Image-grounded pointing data
>>>
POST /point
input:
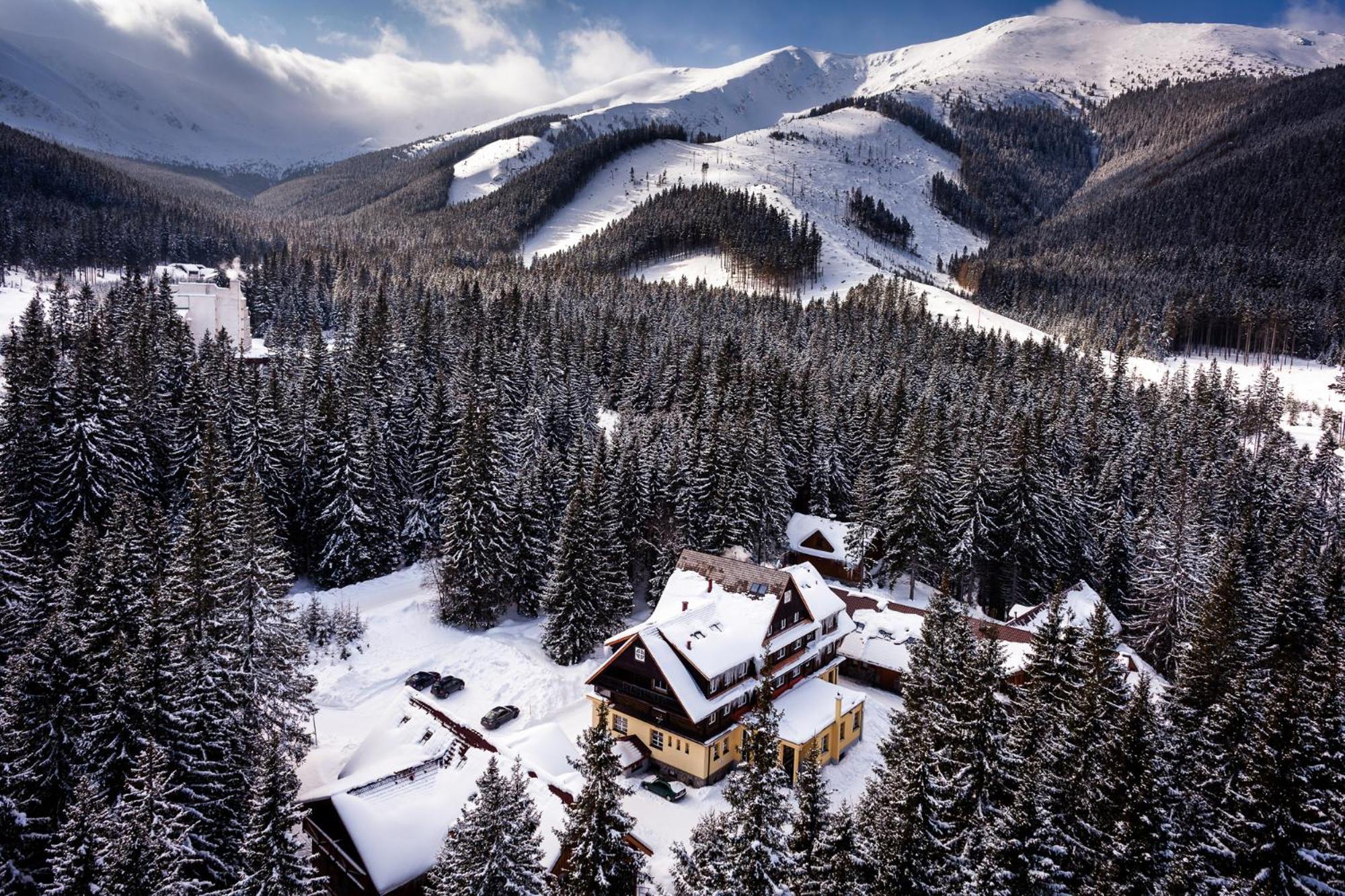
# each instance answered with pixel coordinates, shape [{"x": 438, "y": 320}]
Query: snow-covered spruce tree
[
  {"x": 1087, "y": 749},
  {"x": 1277, "y": 814},
  {"x": 812, "y": 818},
  {"x": 208, "y": 744},
  {"x": 703, "y": 866},
  {"x": 24, "y": 594},
  {"x": 26, "y": 415},
  {"x": 1135, "y": 821},
  {"x": 1172, "y": 569},
  {"x": 974, "y": 517},
  {"x": 145, "y": 849},
  {"x": 914, "y": 516},
  {"x": 494, "y": 849},
  {"x": 588, "y": 594},
  {"x": 1026, "y": 848},
  {"x": 602, "y": 860},
  {"x": 913, "y": 826},
  {"x": 272, "y": 651},
  {"x": 44, "y": 706},
  {"x": 758, "y": 795},
  {"x": 477, "y": 548},
  {"x": 353, "y": 533},
  {"x": 73, "y": 853},
  {"x": 532, "y": 518},
  {"x": 1034, "y": 530},
  {"x": 275, "y": 861},
  {"x": 1200, "y": 713},
  {"x": 839, "y": 852}
]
<<<
ACTIVITY ::
When you transcribe the entries above, begin at their first line, end with the line containing "# each instance", and copy each line exactly without any picture.

RESULT OF THE EXERCISE ::
POST /point
input:
# each instance answered with pixel coordinates, shape [{"x": 438, "y": 320}]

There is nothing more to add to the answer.